> [INSTRUCTIONS TO FOLLOW]: From the entries below, return only the lines starting at the one that contains "Target: doorway" and ending at the one that contains "the door frame.", exactly as they stand.

> [STORED DATA]:

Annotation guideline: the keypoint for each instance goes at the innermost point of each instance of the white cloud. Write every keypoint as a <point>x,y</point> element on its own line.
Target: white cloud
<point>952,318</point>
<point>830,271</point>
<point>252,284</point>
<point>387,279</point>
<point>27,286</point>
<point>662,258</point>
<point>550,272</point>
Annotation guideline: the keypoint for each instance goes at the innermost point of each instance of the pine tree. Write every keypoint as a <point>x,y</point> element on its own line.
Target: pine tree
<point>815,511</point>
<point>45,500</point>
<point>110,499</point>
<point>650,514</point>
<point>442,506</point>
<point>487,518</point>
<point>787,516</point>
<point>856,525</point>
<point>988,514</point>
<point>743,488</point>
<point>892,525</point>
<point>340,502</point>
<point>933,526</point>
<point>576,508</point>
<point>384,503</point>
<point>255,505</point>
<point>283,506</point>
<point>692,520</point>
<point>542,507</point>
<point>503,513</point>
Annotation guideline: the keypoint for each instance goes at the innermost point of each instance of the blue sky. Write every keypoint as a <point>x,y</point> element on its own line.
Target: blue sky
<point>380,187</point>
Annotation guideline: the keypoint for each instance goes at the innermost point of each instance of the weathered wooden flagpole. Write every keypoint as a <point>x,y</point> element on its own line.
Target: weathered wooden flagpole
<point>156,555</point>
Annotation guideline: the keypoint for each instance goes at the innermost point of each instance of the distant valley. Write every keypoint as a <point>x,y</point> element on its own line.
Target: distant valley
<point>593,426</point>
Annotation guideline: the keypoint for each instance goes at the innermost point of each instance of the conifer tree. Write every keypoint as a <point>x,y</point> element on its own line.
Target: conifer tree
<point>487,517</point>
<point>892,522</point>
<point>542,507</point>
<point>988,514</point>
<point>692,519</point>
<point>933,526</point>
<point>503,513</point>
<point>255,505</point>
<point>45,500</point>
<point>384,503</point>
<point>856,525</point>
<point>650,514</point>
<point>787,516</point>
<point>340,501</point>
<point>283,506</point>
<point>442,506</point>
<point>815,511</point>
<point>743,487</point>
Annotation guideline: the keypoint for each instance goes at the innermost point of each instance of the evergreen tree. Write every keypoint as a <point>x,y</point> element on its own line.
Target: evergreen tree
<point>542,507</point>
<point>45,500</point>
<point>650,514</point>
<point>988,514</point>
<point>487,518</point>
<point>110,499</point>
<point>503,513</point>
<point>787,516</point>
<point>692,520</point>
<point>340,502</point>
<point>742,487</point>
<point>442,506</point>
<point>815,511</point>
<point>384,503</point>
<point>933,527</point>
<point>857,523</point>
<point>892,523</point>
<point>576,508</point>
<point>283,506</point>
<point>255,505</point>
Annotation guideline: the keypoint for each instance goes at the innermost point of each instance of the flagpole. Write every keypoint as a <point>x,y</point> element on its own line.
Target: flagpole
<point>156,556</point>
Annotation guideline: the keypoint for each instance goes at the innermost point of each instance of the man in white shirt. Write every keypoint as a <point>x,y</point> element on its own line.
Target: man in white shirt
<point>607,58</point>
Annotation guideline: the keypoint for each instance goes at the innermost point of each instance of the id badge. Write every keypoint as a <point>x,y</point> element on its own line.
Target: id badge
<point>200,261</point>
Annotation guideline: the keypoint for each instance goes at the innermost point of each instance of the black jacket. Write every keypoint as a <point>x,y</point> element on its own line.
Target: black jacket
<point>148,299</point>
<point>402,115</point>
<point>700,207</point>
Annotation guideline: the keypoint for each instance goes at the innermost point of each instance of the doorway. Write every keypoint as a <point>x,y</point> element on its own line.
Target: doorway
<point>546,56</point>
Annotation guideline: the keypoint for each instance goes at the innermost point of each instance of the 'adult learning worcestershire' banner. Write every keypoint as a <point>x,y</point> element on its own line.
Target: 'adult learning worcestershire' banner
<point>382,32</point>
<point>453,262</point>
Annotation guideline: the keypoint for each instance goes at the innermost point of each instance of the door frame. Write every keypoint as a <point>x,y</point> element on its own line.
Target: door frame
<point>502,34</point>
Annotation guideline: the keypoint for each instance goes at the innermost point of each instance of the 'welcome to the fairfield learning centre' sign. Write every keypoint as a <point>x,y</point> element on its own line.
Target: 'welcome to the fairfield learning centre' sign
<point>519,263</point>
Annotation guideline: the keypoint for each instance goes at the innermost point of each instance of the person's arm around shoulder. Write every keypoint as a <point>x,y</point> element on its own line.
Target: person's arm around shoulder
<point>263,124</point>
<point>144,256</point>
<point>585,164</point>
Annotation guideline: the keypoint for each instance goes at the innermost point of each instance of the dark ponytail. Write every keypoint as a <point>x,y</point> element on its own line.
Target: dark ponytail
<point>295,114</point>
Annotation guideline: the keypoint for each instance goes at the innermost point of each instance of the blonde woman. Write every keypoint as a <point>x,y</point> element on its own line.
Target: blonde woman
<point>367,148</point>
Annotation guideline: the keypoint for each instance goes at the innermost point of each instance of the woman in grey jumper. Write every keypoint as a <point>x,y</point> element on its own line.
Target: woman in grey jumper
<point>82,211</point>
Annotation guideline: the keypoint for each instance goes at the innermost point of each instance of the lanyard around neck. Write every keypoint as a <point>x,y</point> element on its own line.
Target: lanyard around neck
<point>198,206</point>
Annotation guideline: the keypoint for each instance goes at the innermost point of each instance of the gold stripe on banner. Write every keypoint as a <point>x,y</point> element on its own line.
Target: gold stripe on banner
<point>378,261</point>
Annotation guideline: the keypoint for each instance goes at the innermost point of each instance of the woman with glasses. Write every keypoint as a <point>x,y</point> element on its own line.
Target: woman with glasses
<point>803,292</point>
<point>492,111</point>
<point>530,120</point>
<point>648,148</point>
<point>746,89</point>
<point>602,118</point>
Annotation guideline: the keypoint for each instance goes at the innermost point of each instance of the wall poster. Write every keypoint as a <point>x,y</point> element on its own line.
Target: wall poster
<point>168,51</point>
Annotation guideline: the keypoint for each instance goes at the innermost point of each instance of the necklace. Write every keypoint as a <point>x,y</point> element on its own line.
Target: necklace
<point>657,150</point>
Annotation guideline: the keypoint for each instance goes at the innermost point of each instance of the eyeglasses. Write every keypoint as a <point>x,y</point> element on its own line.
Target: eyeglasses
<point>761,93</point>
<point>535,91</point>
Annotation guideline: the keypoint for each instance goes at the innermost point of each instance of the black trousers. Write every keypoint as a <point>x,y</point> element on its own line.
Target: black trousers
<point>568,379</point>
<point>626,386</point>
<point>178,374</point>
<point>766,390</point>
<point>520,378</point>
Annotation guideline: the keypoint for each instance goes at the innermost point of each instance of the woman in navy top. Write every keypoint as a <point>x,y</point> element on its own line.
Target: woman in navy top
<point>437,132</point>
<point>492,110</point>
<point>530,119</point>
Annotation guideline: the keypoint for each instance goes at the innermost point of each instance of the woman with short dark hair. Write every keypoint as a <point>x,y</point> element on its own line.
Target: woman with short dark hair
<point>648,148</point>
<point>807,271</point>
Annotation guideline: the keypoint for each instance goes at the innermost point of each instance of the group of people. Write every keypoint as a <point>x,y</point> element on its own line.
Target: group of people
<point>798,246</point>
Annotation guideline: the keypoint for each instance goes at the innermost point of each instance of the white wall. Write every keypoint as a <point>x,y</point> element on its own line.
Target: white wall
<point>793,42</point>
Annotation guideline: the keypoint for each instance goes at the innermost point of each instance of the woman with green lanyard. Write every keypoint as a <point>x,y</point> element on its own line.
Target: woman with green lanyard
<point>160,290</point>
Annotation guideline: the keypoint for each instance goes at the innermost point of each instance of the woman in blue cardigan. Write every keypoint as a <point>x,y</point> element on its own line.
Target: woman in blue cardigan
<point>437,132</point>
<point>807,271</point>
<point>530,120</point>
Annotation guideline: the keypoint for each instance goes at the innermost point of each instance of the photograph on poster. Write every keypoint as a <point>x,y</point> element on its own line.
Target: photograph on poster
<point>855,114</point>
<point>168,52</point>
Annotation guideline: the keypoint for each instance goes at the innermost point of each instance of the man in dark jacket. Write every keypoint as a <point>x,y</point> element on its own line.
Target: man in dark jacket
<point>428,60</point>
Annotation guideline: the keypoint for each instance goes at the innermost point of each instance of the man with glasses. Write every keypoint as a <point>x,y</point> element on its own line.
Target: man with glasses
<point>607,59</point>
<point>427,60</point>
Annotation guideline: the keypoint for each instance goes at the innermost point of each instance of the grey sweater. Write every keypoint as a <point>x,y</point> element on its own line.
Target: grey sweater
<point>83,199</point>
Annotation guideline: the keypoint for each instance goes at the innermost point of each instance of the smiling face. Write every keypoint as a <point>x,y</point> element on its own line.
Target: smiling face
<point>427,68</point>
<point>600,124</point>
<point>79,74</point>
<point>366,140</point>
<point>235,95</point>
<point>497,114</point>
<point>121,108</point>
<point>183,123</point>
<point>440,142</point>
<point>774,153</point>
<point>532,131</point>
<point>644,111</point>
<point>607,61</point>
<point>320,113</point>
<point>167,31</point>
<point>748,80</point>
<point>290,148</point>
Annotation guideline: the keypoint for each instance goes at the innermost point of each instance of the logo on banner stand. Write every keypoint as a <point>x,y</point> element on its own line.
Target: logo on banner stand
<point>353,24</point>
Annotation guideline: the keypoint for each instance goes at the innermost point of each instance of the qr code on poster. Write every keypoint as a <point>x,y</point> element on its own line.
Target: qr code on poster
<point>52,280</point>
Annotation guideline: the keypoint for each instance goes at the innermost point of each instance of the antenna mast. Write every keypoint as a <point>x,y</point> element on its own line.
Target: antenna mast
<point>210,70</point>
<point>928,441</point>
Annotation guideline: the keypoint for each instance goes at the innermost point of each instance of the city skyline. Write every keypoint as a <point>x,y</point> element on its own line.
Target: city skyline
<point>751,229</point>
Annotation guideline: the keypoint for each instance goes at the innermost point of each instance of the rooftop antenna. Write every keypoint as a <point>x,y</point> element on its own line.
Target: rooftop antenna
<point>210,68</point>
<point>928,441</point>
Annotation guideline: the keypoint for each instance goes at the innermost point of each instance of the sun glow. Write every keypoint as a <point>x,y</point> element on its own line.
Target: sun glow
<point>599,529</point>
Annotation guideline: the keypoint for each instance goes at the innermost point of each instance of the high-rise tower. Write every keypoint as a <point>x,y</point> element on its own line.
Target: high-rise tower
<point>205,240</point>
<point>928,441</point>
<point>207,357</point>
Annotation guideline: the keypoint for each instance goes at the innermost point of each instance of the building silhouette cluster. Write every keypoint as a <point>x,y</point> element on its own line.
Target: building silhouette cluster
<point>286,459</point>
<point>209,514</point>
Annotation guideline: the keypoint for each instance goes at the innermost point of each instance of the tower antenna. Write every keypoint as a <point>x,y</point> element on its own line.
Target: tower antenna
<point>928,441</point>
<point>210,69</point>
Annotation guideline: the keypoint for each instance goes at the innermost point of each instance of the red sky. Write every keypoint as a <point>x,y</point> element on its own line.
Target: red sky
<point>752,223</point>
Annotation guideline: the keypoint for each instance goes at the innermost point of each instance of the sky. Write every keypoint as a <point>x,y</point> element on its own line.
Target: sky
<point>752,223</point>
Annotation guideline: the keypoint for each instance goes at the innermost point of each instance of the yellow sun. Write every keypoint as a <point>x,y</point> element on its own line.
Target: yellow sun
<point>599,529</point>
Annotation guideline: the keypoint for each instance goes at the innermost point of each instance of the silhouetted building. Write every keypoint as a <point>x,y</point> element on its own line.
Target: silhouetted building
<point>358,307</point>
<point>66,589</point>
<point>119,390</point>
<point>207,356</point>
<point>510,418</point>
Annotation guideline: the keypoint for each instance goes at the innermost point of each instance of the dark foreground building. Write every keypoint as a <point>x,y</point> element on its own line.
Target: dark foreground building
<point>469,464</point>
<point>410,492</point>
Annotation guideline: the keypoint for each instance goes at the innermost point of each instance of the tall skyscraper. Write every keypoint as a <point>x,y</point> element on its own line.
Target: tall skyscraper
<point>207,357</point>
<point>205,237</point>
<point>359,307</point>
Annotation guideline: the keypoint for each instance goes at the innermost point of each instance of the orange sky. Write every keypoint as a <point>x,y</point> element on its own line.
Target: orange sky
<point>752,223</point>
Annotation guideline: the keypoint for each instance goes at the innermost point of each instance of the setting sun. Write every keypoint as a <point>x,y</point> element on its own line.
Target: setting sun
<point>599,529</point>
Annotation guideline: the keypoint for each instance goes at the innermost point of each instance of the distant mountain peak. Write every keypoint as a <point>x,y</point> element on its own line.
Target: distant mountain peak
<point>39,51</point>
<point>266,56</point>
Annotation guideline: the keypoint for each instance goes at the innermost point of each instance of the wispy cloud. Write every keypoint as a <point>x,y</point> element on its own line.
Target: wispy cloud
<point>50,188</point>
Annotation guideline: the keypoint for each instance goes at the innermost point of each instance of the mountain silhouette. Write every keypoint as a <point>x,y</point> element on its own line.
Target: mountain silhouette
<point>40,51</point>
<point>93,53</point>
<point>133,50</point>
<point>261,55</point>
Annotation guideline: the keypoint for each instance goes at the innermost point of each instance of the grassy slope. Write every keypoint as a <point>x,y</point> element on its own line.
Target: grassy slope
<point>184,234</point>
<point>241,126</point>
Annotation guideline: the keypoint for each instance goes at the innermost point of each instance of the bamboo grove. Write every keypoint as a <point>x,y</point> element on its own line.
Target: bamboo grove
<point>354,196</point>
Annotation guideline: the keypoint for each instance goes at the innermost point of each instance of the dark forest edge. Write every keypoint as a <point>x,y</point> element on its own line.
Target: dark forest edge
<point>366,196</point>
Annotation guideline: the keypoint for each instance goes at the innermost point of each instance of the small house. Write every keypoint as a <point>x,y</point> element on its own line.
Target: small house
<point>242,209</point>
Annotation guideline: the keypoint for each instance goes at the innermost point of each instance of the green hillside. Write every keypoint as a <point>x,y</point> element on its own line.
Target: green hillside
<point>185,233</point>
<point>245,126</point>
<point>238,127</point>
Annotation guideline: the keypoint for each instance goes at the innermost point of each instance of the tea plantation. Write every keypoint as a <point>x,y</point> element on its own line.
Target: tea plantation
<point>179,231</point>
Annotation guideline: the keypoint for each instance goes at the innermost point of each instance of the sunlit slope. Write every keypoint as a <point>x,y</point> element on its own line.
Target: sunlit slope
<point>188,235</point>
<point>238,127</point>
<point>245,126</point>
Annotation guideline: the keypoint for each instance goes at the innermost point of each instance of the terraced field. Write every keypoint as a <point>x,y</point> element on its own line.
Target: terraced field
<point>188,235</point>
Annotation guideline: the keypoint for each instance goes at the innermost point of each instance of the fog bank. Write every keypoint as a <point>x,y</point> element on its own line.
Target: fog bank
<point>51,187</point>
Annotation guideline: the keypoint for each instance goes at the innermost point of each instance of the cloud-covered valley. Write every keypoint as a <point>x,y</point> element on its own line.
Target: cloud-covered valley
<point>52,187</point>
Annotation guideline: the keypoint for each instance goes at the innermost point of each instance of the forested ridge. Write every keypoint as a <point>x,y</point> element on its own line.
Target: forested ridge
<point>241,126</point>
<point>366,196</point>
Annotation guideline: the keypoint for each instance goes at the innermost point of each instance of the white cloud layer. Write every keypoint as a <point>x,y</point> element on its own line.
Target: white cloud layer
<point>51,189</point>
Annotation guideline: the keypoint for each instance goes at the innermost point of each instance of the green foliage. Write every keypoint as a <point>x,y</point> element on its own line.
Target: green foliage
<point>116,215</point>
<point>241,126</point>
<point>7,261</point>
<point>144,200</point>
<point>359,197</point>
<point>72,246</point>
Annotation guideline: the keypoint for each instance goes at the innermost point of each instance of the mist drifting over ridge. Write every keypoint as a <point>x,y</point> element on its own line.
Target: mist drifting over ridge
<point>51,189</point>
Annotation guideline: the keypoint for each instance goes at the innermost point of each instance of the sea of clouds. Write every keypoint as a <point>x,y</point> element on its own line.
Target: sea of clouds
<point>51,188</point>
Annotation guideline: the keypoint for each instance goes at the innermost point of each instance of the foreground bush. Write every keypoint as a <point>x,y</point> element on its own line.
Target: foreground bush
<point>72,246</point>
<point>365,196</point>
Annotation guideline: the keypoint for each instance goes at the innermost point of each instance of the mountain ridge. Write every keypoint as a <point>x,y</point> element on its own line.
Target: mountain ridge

> [RESPONSE]:
Target: doorway
<point>546,56</point>
Annotation guideline: the keypoint for each instance goes at the innermost point of each instance of the 'adult learning worcestershire' banner. Write every keypoint as a <point>x,y</point> element on its own line.
Target: 'adult learning worcestershire' banner
<point>382,32</point>
<point>453,262</point>
Annotation guideline: the keypoint for each instance goes at the innermost point of each instance of the door frame. Write every keypoint as a <point>x,y</point> element on its own line.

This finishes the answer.